DESCRIPTION OF THE TASK: Print the entries below word for word; the pictures stay out of your copy.

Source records

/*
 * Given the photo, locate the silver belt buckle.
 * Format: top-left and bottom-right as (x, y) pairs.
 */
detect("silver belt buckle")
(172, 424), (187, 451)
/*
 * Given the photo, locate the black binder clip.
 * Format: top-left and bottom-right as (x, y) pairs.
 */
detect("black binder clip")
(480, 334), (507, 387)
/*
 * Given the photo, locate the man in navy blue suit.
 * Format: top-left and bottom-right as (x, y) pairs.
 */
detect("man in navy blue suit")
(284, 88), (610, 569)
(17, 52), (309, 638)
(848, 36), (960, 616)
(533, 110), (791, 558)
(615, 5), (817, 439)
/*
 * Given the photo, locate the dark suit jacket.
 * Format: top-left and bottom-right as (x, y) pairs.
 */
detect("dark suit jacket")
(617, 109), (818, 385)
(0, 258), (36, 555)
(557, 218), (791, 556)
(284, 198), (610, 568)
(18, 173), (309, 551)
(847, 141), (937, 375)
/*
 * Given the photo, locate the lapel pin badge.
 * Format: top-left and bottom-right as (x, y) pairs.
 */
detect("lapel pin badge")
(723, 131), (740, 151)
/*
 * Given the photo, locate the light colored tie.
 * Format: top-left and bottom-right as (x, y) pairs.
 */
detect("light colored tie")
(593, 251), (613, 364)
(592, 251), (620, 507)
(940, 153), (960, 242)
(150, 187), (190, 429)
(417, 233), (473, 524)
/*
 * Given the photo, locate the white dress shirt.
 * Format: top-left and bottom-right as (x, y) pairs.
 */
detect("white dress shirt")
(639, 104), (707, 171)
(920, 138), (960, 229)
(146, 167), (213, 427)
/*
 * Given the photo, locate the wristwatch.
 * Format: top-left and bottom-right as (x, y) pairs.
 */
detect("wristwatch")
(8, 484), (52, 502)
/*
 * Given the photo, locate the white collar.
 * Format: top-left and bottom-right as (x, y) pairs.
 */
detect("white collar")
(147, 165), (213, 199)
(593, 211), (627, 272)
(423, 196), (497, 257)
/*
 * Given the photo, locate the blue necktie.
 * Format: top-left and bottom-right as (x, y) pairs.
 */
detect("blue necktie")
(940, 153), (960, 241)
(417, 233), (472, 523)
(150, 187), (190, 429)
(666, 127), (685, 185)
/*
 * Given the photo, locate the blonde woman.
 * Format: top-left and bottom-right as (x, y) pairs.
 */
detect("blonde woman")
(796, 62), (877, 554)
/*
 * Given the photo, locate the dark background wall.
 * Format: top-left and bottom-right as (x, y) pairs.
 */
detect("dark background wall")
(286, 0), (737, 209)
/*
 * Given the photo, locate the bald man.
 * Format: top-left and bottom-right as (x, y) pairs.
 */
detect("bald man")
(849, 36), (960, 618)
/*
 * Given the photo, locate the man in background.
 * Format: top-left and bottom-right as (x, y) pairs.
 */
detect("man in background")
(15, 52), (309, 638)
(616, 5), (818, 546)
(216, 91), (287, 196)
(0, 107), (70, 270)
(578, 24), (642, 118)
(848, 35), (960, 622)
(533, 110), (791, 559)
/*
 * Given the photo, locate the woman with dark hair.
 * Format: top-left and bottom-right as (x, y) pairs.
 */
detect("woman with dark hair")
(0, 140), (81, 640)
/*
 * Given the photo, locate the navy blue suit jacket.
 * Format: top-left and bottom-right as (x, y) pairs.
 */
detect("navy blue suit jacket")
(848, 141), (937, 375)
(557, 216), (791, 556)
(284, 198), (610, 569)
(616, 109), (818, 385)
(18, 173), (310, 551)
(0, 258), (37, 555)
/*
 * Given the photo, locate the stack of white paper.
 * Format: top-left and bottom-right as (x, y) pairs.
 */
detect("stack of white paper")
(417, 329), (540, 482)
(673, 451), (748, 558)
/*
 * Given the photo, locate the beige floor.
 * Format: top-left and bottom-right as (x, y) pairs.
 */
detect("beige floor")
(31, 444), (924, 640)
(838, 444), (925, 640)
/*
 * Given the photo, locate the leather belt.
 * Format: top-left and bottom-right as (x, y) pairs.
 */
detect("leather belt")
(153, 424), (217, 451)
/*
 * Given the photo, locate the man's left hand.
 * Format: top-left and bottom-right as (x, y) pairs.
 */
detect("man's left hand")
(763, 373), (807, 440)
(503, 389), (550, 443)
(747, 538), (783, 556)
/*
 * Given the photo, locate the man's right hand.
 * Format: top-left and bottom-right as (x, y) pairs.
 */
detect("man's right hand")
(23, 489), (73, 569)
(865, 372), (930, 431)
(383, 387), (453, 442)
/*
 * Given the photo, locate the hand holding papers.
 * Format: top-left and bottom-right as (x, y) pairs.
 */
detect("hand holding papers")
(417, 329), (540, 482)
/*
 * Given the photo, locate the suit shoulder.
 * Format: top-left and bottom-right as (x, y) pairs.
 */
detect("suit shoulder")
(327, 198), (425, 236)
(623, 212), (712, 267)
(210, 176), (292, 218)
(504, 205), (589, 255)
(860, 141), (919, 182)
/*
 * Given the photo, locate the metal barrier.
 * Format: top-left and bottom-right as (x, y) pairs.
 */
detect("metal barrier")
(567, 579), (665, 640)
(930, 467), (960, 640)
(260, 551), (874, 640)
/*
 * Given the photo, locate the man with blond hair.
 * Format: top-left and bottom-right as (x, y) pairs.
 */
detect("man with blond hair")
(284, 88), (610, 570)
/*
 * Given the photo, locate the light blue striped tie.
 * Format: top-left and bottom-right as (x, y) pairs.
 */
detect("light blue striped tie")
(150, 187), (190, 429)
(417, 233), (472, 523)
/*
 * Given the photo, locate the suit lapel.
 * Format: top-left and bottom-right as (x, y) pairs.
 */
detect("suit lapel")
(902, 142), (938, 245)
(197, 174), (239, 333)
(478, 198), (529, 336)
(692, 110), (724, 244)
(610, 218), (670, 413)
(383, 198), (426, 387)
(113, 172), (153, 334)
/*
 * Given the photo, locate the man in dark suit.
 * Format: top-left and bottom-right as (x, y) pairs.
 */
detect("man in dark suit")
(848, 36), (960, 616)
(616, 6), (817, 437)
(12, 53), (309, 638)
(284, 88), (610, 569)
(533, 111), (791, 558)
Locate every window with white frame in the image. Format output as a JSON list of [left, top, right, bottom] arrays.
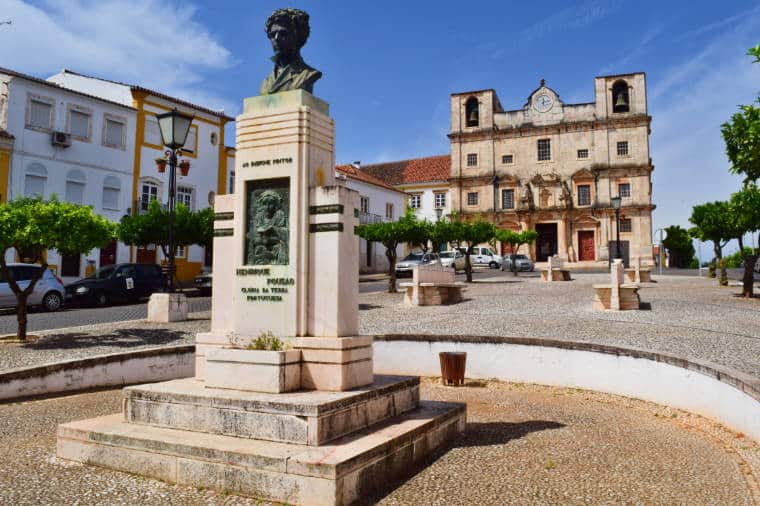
[[66, 170, 87, 204], [69, 107, 92, 141], [536, 139, 552, 162], [177, 186, 193, 211], [24, 163, 47, 197], [501, 188, 515, 209], [140, 181, 158, 211], [144, 118, 164, 147], [103, 176, 121, 211], [578, 184, 591, 206], [103, 114, 127, 149], [182, 125, 198, 154], [26, 95, 55, 131]]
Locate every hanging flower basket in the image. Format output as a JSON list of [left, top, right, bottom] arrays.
[[179, 160, 190, 176]]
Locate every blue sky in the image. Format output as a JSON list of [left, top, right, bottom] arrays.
[[0, 0, 760, 254]]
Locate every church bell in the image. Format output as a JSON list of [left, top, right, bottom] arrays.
[[615, 91, 628, 108]]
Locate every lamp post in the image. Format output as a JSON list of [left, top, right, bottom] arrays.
[[156, 107, 195, 293], [610, 195, 623, 258]]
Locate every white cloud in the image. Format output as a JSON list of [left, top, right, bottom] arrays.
[[0, 0, 237, 113], [649, 10, 760, 251]]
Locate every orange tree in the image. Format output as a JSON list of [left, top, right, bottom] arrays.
[[0, 196, 114, 341]]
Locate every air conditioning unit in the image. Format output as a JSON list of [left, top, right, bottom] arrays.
[[53, 132, 71, 148]]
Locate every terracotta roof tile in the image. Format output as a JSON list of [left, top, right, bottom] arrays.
[[335, 165, 404, 193], [362, 155, 451, 186]]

SOLUTION FOR THIS EXERCISE:
/*
 * Given the photo, locate the silver belt buckle.
 * Format: top-left and bottom-right as (x, y) pairs.
 */
detect("silver belt buckle")
(172, 424), (187, 451)
/*
 * Given the photo, locate the black binder clip.
 * Format: top-left and bottom-right as (x, y) pairs.
 */
detect("black binder clip")
(480, 334), (507, 387)
/*
 * Given the photo, locate the man in navy blue suit.
 * Format: top-left and bottom-right as (x, y) pairs.
 */
detect("man in navy blue suit")
(284, 88), (610, 569)
(17, 52), (309, 638)
(848, 36), (960, 616)
(533, 110), (791, 558)
(615, 5), (817, 439)
/*
 * Given the photo, locate the dark suit jacket.
 * Format: top-left and bottom-right as (x, y) pairs.
 */
detect("dark suit jacket")
(617, 109), (818, 385)
(0, 258), (36, 555)
(557, 218), (791, 556)
(284, 198), (610, 568)
(18, 173), (309, 551)
(847, 141), (937, 375)
/*
 * Given the photo, locate the lapel pin badge.
 * Format: top-left and bottom-right as (x, y) pairs.
 */
detect("lapel pin badge")
(723, 131), (740, 151)
/*
 * Given the photo, locate the light colored tie.
 * Format: top-left and bottom-right as (x, y) pairs.
 */
detect("light colored tie")
(593, 251), (613, 364)
(592, 251), (620, 507)
(940, 153), (960, 242)
(150, 187), (190, 429)
(417, 233), (473, 524)
/*
 * Given the photo, locate the white dress shirt.
 * Format: top-left and bottom-right as (x, y) pairs.
 */
detect("white dress shirt")
(639, 104), (707, 171)
(920, 138), (960, 229)
(146, 167), (213, 427)
/*
 * Given the photo, locate the wristwatch.
 * Format: top-left and bottom-right as (x, y) pairs.
 */
detect("wristwatch")
(8, 484), (52, 502)
/*
 * Given the photo, locate the white collar.
 * Format: top-left and bottom-right as (x, y) pairs.
 */
detect("white collar")
(147, 165), (213, 199)
(593, 211), (627, 272)
(423, 196), (497, 257)
/*
 * Given the photo, locate the blue necktie.
 * Format: top-left and bottom-right as (x, y) pairs.
 */
detect("blue necktie")
(940, 153), (960, 241)
(417, 233), (472, 523)
(150, 187), (190, 429)
(666, 127), (685, 185)
/*
 * Given the photo, locate the blonde woman.
 * Format: top-left and bottom-right as (x, y) pairs.
 */
detect("blonde woman")
(796, 62), (877, 554)
/*
 * Given the photo, locate the dark background wall.
 * Format: top-left and bottom-right as (x, y) pairs.
 */
detect("dark background wall")
(286, 0), (737, 209)
/*
 * Given the photo, locate the bald man.
 * Format: top-left and bottom-right as (x, y) pairs.
 */
detect("bald man")
(849, 36), (960, 618)
/*
 * Given the photo, locate the man in background.
 * Format: top-left and bottom-right as (x, y) pairs.
 */
detect("man in background")
(15, 52), (309, 638)
(616, 5), (818, 546)
(216, 91), (287, 196)
(0, 107), (70, 270)
(578, 24), (642, 118)
(848, 35), (960, 622)
(533, 110), (791, 559)
/*
 * Given the photo, locate the woman with dark hair.
 * Format: top-left and bottom-right as (x, y) pairs.
 */
detect("woman with dark hair")
(0, 140), (81, 640)
/*
 * Given the photo, locate the navy blue suit jacket.
 * Format: top-left and bottom-right as (x, y) pairs.
 */
detect("navy blue suit jacket")
(848, 141), (937, 375)
(557, 216), (791, 556)
(284, 198), (610, 569)
(616, 109), (818, 385)
(18, 173), (310, 551)
(0, 258), (37, 555)
/*
 * Given the photo, locate the stack of white paper.
 * Format: top-left and bottom-right as (x, y) pairs.
 */
detect("stack of white paper")
(417, 329), (540, 482)
(673, 451), (748, 558)
/*
 * Given the photo, locate the beige floor.
 * Format: top-left and bottom-right as (x, y) pairs.
 */
detect("beige floor")
(31, 444), (924, 640)
(838, 444), (925, 640)
/*
 * Given the photo, locate the leather belt.
 * Format: top-left and bottom-right as (x, y) pairs.
 */
detect("leather belt")
(153, 424), (217, 451)
/*
 * Given the photo, locate the man's left hand.
 * Format: top-left and bottom-right as (x, y) pairs.
 */
detect("man's left hand")
(763, 373), (807, 440)
(503, 389), (550, 443)
(747, 538), (783, 556)
/*
 * Given the photo, locate the man's right hand.
 * Format: top-left and bottom-right as (x, y) pairs.
 */
detect("man's right hand")
(23, 489), (73, 569)
(865, 372), (930, 431)
(383, 387), (453, 442)
/*
 * Given the photo, locate the hand holding papers.
 * Format: top-left and bottom-right as (x, y) pairs.
 */
detect("hand holding papers")
(417, 329), (540, 482)
/*
 * Given the photo, locate the suit shoulder.
 * Format: top-left and bottom-right as (x, y) pairs.
 */
detect("suit shoulder")
(327, 198), (425, 236)
(623, 212), (712, 267)
(210, 176), (292, 218)
(504, 205), (589, 255)
(860, 141), (919, 182)
/*
 * Given the photo, locate the metal barrier.
 * Format: top-left and bottom-right as (x, y) pairs.
 */
detect("metal barrier")
(567, 579), (665, 640)
(930, 467), (960, 640)
(260, 551), (874, 640)
/*
 * Given the photo, locate the man with blond hair.
 * Format: top-left and bottom-right as (x, y) pairs.
 */
detect("man with blond hair")
(284, 88), (610, 570)
/*
 * Given the photo, locate the light blue striped tie.
 * Format: top-left and bottom-right as (x, y) pairs.
 */
detect("light blue striped tie")
(150, 187), (190, 429)
(417, 233), (472, 523)
/*
 * Given the photo, locate the suit lapel.
 * Format: top-left and bottom-right as (x, y) pairs.
 */
detect("suit lapel")
(902, 142), (938, 245)
(197, 174), (239, 333)
(478, 198), (529, 336)
(692, 110), (724, 244)
(610, 218), (670, 413)
(383, 198), (426, 387)
(113, 172), (153, 334)
/*
 * Given the photo, locate the man in dark suit.
 * Format: top-left and bottom-right as (x, y) pairs.
 */
detect("man in dark suit")
(848, 36), (960, 616)
(616, 6), (817, 437)
(12, 53), (309, 638)
(284, 88), (610, 569)
(533, 111), (791, 558)
Locate every window with white frame in the image. Format output as a JSON list of [left, top, right, bottom] arrays.
[[66, 170, 87, 204], [69, 107, 92, 141], [536, 139, 552, 162], [177, 186, 193, 211], [24, 163, 47, 197], [501, 188, 515, 209], [140, 181, 158, 211], [144, 118, 164, 147], [103, 176, 121, 211], [578, 184, 591, 206], [103, 114, 127, 149], [182, 125, 198, 154], [26, 95, 55, 131]]
Locate every hanging flower basket in the image. Format output as a JSON list of [left, top, right, bottom] arrays.
[[179, 160, 190, 176]]
Locate every blue sky in the image. Format output as a JSON list of [left, top, right, bottom] arrays.
[[0, 0, 760, 254]]
Locate every church bell in the image. Format output as a JSON list of [left, top, right, bottom] arrays.
[[615, 91, 628, 108]]
Locate every lamp post in the image. Format output as a JSON list of [left, top, right, bottom] arrays.
[[156, 107, 195, 293], [610, 195, 623, 258]]
Locate every white cloud in the image. Format output as a JSON list of [left, top, right, bottom] arrays.
[[0, 0, 237, 113], [649, 10, 760, 251]]
Locate every orange tree in the image. Format output as a JSON list of [left, top, right, bottom] arrays.
[[0, 196, 114, 341]]
Locate every air conditioning unit in the image. Format output as a JSON list of [left, top, right, bottom] arrays.
[[53, 132, 71, 148]]
Locate every terracotta roof tile in the image. Format output as a JSON list of [left, top, right, bottom] arrays.
[[335, 165, 404, 193], [362, 155, 451, 186]]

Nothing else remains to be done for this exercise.